— begin Provided passage —
Shelby behaves like a remote dataset layer with a one-time initialization cost.

Once shards are downloaded and cached locally, training throughput becomes comparable to or faster than local dataset reads.

This makes Shelby particularly promising for:

- repeated training workflows,
- reusable AI datasets,
- distributed dataset delivery,
- and large-scale media/data pipelines.

---

# Limitations

This project is currently an MVP prototype intended for benchmarking and architectural validation.

Current limitations include:

- Uses MNIST-scale image datasets only
- Dataset loader downloads full shards before training begins
- No true range-based or partial sample loading implemented
- Cold-start performance varies with network conditions and shard count
- Not optimized for distributed or multi-node training workloads
- No parallel shard prefetching pipeline
- No GPU-specific optimization or acceleration
- Benchmark scope currently focused on repeated-read training scenarios

---

# Recommended Next Improvements

- Add range-request based loading
- Add concurrent shard downloading
- Add retry/failure analytics
- Add larger dataset benchmarks
- Add distributed training support
- Add dataset metadata indexing
- Add benchmark visualization dashboard
- Add CLI commands:
  - `shelbytrain prepare`
  - `shelbytrain shard`
  - `shelbytrain upload`
  - `shelbytrain benchmark`

---

# Contribution Summary

ShelbyTrain is an experimental ML integration layer built on top of Shelby.

It extends Shelby’s AI use case by adding:

- dataset sharding,
- manifest generation,
- PyTorch integration,
- caching,
- benchmarking,
- and ML workflow validation.

The project demonstrates how Shelby can function as a reusable dataset layer for repeated AI training workloads.

---

# Future Direction

The next stage of ShelbyTrain is a lightweight dashboard/dApp that will allow users to:

- upload datasets,
- visualize shards,
- monitor benchmarks,
- preview samples,
- and test dataset delivery performance directly from the browser.

---

# License

MIT
— end Provided passage —
— begin Given information —
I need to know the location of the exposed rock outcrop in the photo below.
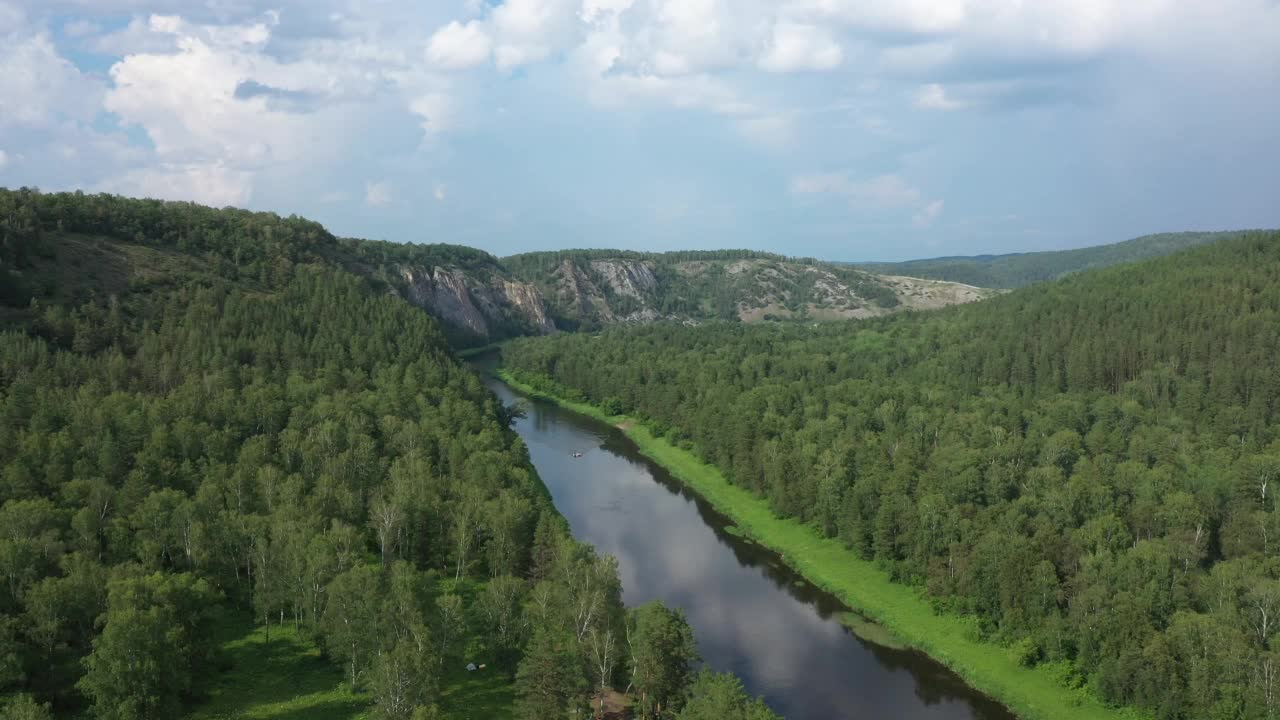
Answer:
— end Given information —
• _Written instruction 1_
Answer these questions about the ShelbyTrain text, one line each:
(a) What kind of project is it currently described as, and for what purpose?
(b) Which four CLI commands are recommended to be added?
(c) Under what license is it released?
• _Written instruction 2_
Retype the part of the ShelbyTrain text that opens with the words containing "It extends Shelby’s" and closes with "ML workflow validation.".

• _Result 1_
(a) An MVP prototype intended for benchmarking and architectural validation.
(b) `shelbytrain prepare`, `shelbytrain shard`, `shelbytrain upload` and `shelbytrain benchmark`.
(c) MIT.

• _Result 2_
It extends Shelby’s AI use case by adding:

- dataset sharding,
- manifest generation,
- PyTorch integration,
- caching,
- benchmarking,
- and ML workflow validation.